Collected data entries:
______________________________

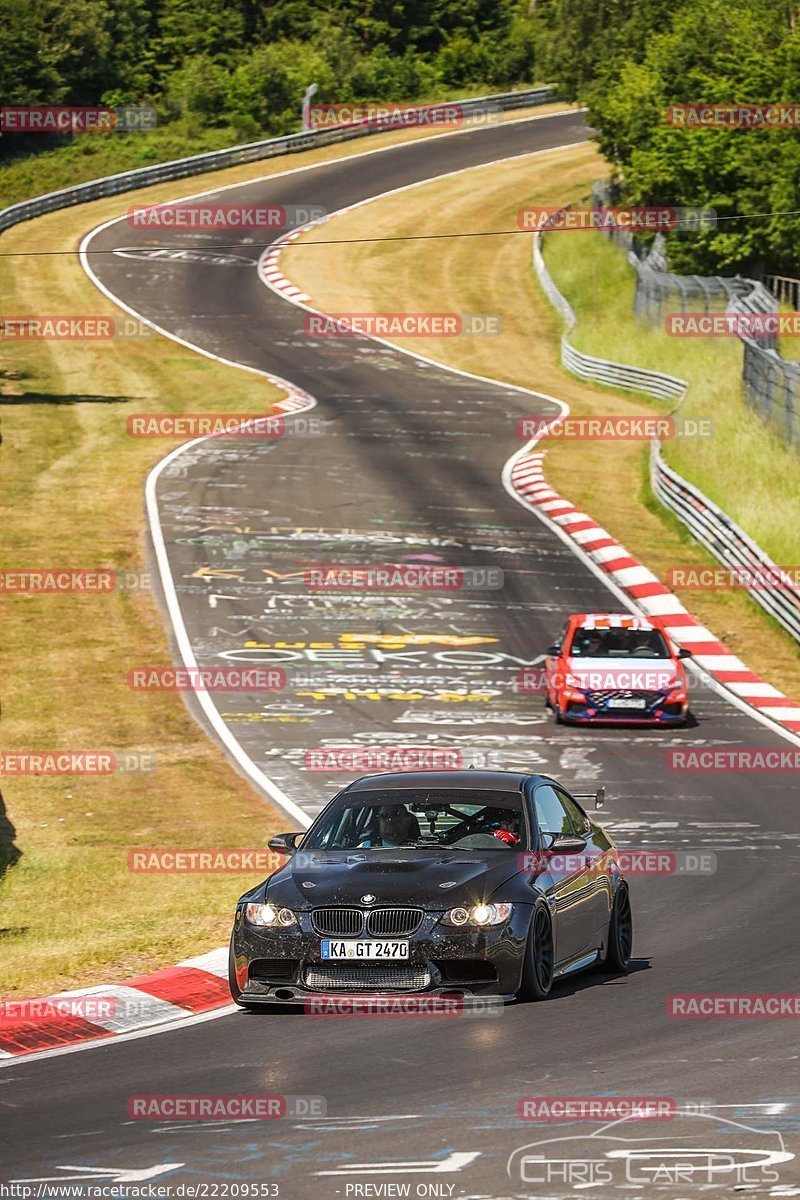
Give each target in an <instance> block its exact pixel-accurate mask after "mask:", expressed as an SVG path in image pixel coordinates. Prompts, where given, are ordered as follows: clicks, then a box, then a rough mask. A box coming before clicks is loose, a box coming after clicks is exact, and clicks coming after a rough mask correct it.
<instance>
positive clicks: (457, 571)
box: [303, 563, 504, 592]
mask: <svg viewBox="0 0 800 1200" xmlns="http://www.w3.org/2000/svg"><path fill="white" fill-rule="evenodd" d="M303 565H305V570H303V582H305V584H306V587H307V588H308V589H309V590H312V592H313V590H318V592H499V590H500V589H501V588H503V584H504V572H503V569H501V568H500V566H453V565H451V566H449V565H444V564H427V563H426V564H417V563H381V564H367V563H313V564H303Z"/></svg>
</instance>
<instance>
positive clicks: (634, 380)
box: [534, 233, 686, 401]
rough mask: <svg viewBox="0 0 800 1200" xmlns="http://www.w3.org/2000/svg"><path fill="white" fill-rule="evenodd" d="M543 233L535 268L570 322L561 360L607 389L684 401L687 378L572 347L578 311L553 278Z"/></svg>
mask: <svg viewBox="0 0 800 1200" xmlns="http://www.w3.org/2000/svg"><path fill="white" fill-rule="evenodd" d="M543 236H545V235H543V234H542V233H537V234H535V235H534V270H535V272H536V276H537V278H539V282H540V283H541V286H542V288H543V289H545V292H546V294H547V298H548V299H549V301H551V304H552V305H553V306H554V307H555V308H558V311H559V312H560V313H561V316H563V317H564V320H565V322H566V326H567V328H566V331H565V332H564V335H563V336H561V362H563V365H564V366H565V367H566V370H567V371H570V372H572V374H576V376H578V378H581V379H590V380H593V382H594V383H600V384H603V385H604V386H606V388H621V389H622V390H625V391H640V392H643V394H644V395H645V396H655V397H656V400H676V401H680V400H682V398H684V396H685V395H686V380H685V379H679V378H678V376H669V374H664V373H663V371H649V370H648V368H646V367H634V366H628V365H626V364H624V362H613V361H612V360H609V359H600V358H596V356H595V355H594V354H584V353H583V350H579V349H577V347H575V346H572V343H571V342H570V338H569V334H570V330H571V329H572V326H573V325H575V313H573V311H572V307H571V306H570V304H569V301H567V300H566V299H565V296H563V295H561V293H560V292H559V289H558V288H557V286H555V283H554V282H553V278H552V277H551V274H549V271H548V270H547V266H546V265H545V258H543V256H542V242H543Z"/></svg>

______________________________

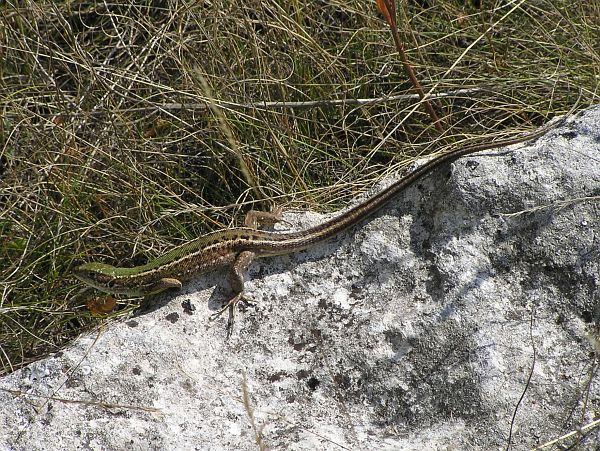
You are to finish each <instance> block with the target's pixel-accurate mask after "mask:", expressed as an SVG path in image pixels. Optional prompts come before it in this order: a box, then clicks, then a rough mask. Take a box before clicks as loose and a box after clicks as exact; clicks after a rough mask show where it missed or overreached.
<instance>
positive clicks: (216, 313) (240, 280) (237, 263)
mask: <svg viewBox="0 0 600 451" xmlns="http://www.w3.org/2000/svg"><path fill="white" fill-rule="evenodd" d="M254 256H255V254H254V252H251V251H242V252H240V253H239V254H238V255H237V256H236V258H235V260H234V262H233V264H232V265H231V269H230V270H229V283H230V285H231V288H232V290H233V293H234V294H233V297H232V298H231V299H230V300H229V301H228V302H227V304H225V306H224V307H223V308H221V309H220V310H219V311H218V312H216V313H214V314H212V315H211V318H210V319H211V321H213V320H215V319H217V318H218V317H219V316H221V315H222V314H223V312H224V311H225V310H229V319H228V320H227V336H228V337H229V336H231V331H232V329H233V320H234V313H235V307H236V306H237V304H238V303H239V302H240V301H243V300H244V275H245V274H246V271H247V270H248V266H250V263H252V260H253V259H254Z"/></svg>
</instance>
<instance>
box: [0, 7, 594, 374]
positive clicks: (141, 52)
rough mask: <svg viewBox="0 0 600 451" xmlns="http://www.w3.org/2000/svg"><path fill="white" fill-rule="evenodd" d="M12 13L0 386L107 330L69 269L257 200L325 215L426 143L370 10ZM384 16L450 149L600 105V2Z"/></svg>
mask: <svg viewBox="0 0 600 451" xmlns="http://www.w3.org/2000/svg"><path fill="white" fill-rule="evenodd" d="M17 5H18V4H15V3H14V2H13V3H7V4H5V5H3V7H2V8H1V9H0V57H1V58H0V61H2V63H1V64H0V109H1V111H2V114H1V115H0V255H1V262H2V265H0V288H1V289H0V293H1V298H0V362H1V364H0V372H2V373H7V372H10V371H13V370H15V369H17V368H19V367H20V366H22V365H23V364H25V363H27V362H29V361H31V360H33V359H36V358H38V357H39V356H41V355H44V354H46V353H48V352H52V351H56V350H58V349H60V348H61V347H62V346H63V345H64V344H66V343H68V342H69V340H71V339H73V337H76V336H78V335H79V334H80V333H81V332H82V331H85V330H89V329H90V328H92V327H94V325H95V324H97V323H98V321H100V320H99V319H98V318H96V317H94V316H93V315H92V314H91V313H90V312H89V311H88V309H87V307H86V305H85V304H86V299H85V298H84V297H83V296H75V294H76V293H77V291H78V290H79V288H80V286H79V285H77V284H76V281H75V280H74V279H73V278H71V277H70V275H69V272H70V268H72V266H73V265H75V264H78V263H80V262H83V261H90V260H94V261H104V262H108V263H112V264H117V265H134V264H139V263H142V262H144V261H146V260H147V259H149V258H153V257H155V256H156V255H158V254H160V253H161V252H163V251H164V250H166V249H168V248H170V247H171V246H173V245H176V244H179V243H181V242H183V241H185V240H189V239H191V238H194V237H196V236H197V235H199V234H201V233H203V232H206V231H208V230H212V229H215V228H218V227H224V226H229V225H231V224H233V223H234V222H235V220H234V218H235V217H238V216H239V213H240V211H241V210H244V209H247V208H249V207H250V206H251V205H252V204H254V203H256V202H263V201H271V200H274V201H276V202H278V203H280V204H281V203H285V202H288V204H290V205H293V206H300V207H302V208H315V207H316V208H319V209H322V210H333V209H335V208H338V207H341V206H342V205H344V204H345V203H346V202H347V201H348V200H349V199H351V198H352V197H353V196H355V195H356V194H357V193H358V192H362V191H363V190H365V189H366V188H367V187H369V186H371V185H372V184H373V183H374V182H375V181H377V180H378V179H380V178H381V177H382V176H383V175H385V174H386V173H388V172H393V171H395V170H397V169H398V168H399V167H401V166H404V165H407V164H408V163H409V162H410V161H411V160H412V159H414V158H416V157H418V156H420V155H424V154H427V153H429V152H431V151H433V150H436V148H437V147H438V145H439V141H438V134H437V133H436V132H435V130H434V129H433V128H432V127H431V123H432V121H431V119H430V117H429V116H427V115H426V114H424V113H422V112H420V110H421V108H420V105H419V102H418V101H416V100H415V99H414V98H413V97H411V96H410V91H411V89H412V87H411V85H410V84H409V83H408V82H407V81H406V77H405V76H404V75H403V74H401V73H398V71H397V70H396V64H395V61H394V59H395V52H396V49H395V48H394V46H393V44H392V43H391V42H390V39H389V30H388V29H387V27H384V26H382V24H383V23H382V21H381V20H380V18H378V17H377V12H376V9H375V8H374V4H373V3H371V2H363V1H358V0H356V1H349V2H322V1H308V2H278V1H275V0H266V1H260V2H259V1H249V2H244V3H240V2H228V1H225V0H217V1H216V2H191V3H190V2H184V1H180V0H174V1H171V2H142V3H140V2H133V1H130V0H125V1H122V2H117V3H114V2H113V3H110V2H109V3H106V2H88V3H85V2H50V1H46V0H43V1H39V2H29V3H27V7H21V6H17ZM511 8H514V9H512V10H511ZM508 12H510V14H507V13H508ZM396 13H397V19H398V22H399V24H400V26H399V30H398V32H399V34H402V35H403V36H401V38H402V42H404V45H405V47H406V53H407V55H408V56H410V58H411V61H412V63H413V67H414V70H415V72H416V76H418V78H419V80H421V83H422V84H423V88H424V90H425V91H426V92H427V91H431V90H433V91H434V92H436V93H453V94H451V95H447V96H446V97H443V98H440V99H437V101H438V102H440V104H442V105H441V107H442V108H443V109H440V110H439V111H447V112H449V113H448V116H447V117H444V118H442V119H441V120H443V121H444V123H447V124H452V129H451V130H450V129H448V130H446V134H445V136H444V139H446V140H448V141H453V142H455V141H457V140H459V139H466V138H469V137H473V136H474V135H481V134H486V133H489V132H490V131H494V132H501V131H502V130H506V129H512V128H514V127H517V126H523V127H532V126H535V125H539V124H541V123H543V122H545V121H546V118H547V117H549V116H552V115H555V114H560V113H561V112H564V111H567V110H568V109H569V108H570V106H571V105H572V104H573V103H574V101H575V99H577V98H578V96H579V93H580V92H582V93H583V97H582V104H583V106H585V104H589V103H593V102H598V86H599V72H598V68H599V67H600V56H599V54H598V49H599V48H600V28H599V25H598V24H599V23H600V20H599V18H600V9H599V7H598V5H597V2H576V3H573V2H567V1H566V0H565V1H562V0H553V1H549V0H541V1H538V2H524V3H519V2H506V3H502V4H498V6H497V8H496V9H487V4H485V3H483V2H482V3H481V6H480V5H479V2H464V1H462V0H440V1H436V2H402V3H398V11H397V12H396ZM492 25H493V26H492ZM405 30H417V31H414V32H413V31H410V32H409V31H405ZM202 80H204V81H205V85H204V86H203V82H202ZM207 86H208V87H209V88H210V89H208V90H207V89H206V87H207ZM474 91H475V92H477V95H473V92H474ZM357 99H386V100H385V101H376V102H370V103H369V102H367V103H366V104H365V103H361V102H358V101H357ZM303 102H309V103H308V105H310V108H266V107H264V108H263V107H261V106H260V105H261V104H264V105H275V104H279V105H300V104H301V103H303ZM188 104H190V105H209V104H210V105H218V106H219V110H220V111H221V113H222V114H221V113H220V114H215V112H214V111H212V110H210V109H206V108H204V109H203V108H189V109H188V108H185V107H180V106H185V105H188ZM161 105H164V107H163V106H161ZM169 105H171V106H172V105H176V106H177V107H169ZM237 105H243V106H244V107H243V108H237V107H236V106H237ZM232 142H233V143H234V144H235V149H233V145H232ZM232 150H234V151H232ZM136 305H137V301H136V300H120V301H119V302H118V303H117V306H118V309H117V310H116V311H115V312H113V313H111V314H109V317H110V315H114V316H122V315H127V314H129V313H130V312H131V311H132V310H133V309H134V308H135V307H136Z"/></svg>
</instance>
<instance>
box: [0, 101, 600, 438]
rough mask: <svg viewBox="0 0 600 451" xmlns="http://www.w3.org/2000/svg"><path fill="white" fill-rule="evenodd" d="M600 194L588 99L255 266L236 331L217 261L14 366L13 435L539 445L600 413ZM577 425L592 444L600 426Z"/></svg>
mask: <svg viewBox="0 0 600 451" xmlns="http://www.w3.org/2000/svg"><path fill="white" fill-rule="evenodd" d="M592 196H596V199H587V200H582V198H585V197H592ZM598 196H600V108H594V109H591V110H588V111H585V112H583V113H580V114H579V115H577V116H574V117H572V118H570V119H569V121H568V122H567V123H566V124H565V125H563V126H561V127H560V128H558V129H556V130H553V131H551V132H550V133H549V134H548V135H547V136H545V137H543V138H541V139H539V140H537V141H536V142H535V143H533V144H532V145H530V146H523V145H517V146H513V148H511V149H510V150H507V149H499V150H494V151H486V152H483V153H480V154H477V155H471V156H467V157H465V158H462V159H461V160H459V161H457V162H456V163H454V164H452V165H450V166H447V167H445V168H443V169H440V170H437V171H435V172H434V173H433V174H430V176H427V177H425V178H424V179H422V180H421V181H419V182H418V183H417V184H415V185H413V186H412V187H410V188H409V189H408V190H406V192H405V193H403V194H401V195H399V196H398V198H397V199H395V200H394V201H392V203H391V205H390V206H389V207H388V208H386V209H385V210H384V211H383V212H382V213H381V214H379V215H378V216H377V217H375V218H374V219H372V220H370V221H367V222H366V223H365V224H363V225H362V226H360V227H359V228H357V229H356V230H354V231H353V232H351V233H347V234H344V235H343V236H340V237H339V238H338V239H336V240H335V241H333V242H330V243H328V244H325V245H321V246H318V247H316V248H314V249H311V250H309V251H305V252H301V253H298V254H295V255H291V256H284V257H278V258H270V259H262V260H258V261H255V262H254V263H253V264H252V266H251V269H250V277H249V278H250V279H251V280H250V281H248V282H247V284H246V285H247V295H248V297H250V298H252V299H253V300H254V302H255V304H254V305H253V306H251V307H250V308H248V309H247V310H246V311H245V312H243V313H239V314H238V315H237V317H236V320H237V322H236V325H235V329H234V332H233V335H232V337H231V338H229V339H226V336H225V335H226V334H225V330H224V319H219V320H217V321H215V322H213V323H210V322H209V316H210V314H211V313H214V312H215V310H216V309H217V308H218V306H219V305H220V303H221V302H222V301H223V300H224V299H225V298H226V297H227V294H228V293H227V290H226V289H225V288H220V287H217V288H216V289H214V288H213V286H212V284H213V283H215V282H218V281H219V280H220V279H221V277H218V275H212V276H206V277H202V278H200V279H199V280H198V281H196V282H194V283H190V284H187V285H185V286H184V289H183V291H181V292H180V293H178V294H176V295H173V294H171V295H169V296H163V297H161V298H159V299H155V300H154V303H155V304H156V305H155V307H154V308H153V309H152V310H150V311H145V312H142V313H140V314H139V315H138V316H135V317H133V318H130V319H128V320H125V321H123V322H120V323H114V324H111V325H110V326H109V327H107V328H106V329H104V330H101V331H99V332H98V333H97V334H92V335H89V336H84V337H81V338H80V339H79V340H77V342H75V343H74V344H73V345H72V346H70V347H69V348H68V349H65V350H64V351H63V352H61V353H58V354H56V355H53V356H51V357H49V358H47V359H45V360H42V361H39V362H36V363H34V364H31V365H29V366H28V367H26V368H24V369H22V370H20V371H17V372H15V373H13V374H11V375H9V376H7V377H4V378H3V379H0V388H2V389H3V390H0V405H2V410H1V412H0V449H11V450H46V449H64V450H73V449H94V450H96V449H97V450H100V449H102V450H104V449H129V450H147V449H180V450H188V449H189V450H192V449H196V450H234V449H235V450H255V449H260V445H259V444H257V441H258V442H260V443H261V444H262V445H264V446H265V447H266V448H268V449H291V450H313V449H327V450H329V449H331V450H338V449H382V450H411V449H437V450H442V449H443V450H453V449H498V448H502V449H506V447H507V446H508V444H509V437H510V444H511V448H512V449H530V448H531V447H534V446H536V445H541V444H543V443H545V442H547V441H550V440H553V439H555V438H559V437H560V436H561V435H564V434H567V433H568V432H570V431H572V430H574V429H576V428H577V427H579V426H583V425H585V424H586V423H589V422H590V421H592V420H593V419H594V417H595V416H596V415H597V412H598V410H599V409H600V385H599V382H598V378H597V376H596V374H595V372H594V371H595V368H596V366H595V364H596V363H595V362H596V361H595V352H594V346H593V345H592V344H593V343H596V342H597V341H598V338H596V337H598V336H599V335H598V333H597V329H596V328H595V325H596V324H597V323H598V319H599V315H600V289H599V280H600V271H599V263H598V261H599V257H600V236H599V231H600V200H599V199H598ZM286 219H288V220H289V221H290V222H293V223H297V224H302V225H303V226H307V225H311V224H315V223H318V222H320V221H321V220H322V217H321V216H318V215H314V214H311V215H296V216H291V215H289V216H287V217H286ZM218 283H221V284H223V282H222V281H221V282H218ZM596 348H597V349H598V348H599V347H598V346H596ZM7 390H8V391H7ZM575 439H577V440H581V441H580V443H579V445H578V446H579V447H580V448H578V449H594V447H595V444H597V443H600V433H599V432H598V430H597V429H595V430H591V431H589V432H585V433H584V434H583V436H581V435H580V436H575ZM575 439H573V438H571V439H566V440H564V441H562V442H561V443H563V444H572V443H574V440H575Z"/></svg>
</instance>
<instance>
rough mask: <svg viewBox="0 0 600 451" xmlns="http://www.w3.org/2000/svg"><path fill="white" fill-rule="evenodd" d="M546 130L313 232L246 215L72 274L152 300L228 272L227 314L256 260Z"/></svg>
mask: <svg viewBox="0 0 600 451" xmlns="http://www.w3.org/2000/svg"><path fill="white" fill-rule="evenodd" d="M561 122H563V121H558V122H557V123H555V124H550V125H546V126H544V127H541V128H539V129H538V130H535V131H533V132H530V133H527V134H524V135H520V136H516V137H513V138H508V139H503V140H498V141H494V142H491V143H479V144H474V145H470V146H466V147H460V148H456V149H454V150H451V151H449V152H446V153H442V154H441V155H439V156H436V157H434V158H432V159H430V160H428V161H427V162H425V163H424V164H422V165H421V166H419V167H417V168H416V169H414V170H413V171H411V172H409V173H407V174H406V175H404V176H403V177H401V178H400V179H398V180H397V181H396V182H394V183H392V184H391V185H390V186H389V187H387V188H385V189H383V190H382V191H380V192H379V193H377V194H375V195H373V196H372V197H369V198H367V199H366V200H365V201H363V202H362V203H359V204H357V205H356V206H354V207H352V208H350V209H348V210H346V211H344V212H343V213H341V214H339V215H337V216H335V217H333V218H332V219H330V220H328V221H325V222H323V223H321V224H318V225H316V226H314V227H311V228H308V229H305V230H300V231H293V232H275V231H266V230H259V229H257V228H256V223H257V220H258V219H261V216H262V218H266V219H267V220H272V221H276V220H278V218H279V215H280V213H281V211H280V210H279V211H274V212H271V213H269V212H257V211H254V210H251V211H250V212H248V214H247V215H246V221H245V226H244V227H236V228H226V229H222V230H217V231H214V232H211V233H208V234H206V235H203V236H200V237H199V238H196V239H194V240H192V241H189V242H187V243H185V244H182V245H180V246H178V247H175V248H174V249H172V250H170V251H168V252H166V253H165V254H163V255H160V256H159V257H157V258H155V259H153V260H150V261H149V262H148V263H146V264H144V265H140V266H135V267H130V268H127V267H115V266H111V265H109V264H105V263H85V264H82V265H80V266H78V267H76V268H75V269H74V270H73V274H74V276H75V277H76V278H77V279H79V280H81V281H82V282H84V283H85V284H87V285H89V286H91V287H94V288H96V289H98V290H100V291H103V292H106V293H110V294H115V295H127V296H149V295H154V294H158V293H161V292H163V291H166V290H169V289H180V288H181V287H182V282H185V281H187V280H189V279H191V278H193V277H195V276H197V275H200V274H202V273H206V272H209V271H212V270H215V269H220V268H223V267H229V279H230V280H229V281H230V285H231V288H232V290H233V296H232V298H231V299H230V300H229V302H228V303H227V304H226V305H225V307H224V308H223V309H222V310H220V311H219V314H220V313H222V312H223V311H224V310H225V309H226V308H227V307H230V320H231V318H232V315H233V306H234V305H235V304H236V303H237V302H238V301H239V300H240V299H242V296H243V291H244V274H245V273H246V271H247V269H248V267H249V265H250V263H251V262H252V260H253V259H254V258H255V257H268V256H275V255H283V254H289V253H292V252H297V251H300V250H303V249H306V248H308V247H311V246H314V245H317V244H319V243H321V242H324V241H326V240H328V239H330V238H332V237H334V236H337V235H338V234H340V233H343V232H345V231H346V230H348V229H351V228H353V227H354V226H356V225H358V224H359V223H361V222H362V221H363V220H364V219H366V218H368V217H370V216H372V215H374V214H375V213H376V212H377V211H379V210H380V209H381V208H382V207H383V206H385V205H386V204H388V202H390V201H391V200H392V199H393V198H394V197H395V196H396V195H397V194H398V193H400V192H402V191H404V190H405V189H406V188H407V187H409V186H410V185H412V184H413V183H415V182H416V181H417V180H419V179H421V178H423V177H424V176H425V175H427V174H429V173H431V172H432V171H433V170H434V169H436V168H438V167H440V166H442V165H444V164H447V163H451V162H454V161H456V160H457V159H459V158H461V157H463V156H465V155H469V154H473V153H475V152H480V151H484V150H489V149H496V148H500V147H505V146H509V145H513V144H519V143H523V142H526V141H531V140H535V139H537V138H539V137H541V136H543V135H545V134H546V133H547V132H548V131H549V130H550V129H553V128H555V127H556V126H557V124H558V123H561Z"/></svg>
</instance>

______________________________

When you reach the line containing "positive clicks: (457, 571)" in the data above, start copying exactly, and stop after the line containing "box: [534, 233, 686, 401]".

**Exercise answer:**
positive clicks: (457, 571)
box: [303, 563, 504, 592]
mask: <svg viewBox="0 0 800 1200" xmlns="http://www.w3.org/2000/svg"><path fill="white" fill-rule="evenodd" d="M303 565H305V570H303V582H305V584H306V587H307V588H308V589H309V590H312V592H313V590H318V592H499V590H500V589H501V588H503V584H504V572H503V569H501V568H500V566H453V565H451V566H449V565H444V564H427V563H426V564H417V563H381V564H367V563H313V564H303Z"/></svg>
</instance>
<instance>
positive clicks: (634, 380)
box: [534, 233, 686, 401]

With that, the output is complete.